**Task directions:**
Begin at the start of the records and stop after the line containing "point(659, 257)". Rewrite that span, swapping "Objective" for "Goal" wherever it occurs and keeping everything else unchanged, and omit the pictures.

Records from a data source
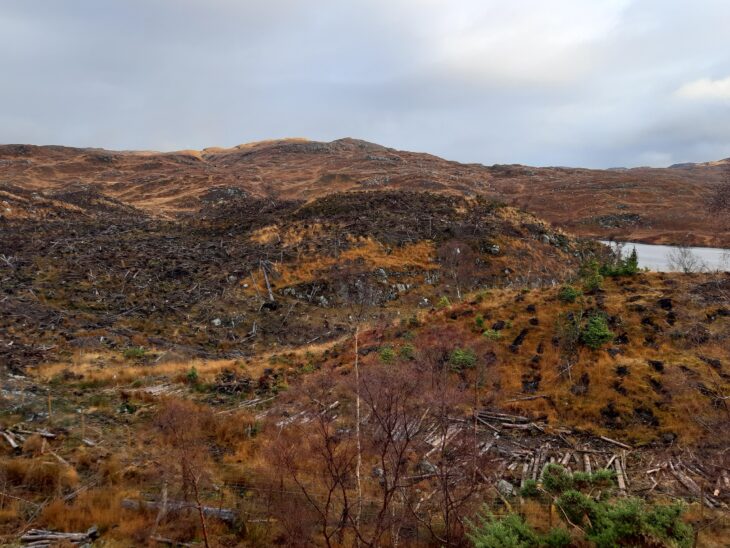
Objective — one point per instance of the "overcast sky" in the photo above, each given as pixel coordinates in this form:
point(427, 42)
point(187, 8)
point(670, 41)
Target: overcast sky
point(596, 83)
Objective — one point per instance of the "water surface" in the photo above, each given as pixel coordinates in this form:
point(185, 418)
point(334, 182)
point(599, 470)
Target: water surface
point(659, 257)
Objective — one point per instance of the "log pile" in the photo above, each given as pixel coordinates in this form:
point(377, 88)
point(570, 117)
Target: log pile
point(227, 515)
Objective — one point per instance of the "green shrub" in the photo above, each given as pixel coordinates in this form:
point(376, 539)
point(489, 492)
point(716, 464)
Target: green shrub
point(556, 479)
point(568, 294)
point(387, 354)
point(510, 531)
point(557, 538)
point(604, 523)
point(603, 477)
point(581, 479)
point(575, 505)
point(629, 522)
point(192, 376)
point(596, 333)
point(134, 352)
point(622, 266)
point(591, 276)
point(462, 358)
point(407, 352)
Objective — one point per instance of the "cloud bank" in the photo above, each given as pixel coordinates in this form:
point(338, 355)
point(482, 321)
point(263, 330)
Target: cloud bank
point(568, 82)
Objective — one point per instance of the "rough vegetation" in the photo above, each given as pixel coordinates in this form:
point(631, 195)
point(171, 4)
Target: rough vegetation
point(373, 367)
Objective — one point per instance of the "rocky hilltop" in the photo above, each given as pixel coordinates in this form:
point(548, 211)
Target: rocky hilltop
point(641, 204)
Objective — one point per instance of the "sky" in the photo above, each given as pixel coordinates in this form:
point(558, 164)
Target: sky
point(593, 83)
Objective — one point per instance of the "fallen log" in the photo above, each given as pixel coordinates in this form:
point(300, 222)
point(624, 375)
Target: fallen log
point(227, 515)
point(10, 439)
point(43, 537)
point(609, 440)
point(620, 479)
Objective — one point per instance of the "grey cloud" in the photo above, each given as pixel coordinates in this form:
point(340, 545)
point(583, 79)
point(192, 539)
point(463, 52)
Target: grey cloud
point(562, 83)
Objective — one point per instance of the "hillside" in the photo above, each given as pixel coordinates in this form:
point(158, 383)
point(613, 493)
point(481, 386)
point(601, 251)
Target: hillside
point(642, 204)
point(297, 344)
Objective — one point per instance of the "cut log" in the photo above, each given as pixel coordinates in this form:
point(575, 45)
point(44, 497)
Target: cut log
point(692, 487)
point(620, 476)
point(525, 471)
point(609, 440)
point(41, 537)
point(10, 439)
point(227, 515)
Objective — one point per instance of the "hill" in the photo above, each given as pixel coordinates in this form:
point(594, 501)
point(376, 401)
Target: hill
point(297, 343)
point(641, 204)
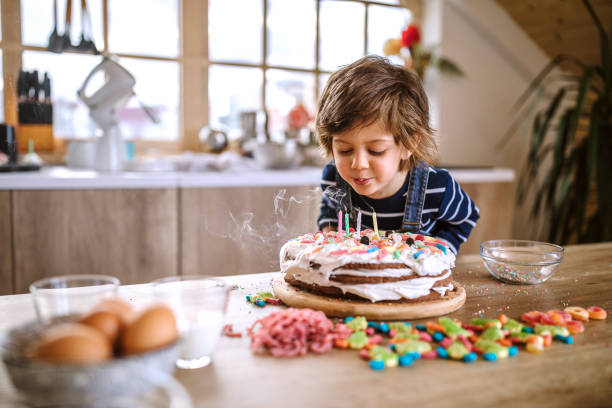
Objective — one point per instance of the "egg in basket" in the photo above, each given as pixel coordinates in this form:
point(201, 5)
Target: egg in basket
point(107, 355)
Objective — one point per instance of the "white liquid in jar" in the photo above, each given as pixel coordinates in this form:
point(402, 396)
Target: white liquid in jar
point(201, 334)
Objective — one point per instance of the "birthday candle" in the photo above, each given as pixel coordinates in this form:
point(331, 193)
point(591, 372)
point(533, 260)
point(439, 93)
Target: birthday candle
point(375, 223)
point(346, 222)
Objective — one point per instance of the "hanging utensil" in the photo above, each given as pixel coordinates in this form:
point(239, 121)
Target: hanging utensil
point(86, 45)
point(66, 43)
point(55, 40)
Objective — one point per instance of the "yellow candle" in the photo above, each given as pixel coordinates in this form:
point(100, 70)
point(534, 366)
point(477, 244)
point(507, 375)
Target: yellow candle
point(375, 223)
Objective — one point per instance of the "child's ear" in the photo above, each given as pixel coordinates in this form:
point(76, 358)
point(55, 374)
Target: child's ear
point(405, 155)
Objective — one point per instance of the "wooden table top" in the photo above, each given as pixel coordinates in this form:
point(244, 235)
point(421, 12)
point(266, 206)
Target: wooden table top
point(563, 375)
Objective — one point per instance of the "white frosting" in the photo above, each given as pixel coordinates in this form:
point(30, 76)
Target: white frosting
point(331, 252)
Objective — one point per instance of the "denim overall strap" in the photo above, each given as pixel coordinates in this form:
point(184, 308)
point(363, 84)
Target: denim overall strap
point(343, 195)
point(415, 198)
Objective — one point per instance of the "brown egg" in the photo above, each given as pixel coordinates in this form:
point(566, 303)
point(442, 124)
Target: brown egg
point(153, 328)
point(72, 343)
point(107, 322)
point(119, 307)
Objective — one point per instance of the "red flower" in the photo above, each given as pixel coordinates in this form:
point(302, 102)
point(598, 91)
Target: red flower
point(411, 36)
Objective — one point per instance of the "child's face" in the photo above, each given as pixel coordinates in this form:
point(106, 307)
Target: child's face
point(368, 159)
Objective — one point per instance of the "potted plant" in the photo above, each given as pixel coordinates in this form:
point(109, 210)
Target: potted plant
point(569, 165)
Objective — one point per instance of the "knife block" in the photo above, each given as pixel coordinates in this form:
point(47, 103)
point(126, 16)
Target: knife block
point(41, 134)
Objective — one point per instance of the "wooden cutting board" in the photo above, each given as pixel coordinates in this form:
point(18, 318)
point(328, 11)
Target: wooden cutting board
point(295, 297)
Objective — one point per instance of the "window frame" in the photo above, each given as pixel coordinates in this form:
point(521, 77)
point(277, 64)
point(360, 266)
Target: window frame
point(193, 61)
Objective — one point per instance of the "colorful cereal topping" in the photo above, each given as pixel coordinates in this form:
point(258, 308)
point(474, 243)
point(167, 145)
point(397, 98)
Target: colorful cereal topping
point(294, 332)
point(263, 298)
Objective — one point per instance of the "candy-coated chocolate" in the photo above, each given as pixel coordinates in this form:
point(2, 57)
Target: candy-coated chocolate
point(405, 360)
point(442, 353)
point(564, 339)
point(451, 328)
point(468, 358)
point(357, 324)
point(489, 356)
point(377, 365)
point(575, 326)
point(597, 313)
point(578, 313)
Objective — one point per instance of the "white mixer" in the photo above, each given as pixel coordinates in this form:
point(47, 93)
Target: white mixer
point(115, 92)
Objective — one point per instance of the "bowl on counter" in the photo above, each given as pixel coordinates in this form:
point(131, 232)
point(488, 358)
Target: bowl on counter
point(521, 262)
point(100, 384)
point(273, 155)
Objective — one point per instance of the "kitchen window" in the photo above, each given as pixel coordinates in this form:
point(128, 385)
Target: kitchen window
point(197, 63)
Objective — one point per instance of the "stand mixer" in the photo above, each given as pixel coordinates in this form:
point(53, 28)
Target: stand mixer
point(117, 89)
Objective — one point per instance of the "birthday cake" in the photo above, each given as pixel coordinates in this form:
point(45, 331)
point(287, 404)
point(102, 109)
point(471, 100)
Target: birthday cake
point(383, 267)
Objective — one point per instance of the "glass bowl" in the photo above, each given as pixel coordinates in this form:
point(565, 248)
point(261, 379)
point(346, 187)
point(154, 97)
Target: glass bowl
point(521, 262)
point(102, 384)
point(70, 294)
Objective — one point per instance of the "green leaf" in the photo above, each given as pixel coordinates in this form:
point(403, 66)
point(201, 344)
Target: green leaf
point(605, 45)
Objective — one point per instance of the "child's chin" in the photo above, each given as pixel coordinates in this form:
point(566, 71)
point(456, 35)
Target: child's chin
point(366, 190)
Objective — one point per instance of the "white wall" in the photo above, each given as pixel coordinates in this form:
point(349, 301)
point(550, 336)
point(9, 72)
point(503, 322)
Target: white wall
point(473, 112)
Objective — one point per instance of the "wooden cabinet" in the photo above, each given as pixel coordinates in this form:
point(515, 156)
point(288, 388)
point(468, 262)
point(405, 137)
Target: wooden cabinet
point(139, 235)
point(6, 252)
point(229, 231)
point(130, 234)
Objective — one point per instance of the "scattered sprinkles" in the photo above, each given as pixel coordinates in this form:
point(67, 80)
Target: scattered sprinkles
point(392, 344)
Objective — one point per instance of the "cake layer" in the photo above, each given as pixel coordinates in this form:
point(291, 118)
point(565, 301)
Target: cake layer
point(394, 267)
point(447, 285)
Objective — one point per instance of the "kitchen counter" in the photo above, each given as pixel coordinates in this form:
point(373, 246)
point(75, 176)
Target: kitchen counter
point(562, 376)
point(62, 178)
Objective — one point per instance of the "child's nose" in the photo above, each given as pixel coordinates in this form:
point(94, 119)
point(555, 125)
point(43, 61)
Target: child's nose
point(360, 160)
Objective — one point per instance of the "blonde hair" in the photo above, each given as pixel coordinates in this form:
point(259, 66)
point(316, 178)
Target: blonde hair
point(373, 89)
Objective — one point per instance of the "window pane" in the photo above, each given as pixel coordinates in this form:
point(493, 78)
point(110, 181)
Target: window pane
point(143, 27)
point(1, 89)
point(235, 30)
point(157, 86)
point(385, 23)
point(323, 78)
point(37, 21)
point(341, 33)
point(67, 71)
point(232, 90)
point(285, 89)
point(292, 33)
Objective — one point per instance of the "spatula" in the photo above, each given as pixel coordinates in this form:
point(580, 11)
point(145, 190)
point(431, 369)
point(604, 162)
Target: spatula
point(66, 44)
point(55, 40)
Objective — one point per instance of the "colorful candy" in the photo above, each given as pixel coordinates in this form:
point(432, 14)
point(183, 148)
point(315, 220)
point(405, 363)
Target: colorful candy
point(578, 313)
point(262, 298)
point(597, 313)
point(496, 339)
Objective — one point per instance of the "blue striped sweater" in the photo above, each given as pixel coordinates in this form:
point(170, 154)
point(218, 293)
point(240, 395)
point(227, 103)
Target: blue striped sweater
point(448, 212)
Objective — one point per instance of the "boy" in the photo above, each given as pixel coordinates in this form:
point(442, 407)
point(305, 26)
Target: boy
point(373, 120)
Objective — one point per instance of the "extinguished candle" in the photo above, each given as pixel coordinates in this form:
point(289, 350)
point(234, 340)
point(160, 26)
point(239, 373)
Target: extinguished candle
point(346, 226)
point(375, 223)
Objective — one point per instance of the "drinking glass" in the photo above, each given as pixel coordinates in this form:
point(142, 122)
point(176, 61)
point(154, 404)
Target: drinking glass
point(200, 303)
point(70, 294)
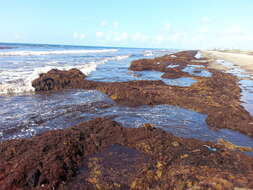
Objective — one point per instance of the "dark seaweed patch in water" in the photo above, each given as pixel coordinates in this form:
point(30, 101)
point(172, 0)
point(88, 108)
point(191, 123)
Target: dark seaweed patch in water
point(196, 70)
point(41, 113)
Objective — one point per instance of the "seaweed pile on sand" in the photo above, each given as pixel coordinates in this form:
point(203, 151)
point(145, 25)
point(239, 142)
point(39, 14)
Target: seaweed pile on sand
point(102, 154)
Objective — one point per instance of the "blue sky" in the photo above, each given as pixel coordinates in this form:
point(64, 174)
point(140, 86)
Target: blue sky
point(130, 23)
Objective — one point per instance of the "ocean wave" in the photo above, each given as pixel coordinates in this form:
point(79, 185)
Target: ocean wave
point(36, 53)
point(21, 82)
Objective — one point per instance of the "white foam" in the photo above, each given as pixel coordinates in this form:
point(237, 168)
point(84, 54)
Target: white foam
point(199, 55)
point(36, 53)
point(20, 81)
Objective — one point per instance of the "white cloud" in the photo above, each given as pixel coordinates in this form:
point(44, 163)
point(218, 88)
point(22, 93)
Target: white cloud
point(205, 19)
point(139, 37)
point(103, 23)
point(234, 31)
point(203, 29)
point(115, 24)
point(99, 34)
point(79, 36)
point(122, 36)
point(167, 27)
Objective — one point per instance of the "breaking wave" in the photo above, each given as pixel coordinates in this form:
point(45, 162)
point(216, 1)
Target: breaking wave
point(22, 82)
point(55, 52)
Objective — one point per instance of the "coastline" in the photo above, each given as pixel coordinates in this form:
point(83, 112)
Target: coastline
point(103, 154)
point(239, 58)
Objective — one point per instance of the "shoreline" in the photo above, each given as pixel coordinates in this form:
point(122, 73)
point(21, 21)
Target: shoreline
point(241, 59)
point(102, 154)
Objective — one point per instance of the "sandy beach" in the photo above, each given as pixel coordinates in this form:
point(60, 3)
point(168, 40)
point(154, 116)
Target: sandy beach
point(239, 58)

**Answer to the problem:**
Goal — one point per instance of the "overcast sky" in the photo above, each given as pixel coordinates in this form:
point(427, 42)
point(187, 8)
point(670, 41)
Target: overcast sky
point(596, 83)
Goal — one point per instance of the "water surface" in the photo above, each given as pixel coordinates in this form:
point(185, 418)
point(334, 182)
point(599, 470)
Target: water surface
point(659, 257)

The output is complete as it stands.